(Records drawn from a dataset)
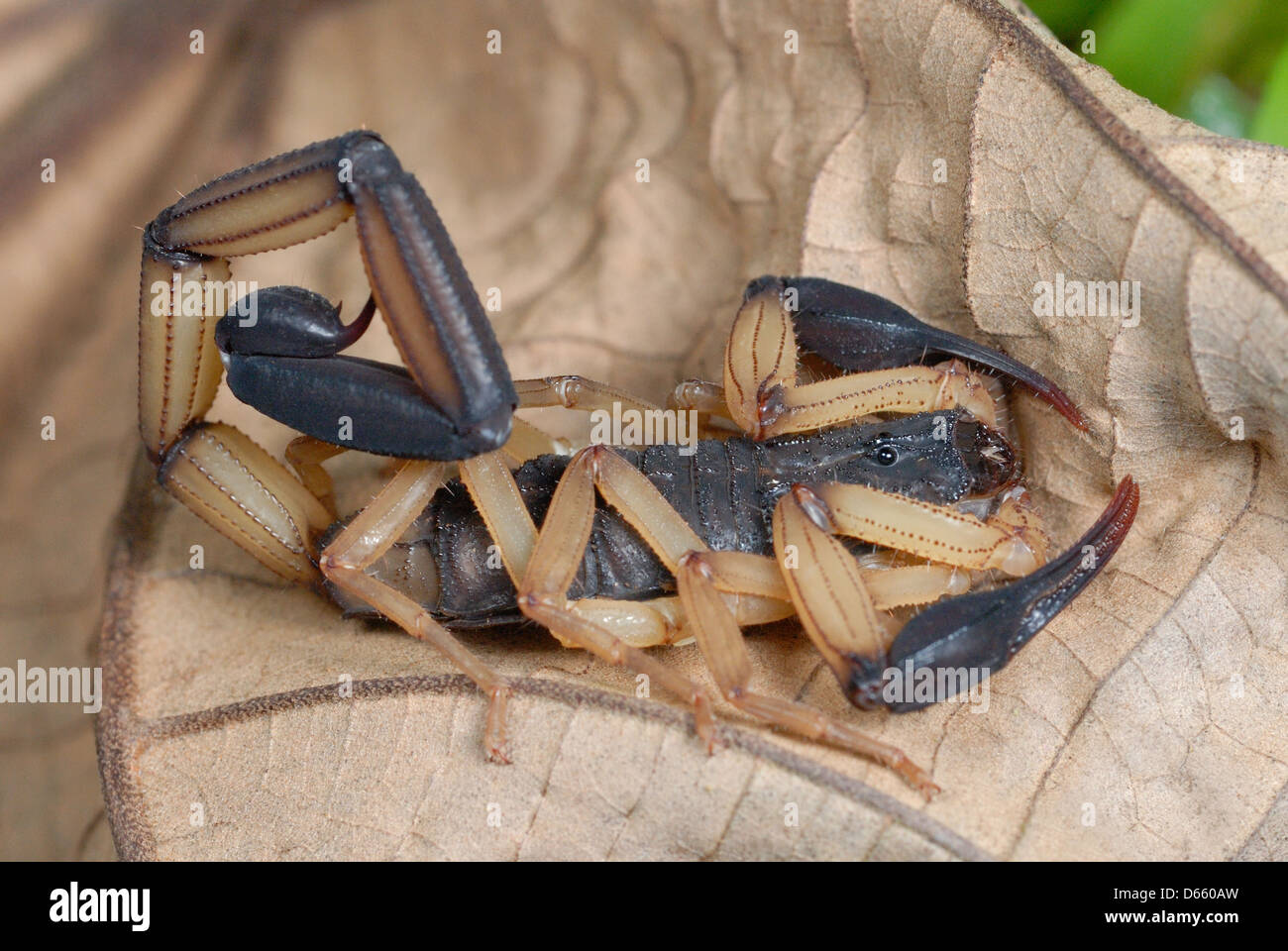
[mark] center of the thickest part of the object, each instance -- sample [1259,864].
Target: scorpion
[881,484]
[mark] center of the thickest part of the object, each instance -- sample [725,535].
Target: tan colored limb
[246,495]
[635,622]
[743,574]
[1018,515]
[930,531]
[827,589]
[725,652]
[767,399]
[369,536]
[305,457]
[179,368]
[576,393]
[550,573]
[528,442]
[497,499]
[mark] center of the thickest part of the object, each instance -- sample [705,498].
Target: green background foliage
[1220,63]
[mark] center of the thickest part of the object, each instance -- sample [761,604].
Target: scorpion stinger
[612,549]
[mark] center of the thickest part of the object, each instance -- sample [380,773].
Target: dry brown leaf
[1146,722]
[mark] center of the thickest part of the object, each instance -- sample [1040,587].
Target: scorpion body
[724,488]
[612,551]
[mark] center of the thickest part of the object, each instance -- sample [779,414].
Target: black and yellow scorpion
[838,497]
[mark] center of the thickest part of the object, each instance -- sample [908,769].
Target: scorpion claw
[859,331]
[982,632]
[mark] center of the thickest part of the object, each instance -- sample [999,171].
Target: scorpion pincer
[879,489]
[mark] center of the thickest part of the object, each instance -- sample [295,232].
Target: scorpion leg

> _TASK ITEM_:
Would you copy, unchanged, the stretch of the records above that begins at the line containing "Target: scorpion body" and ends at the line containing "-- sample [908,769].", and only that?

> _EXERCISE ANSWER_:
Target: scorpion body
[724,488]
[612,551]
[mark] center of the thickest part of the object, each instance -- sample [779,414].
Target: black and yellow scorpion
[838,497]
[mark] center of the thickest part of the object, each instance -- sample [908,769].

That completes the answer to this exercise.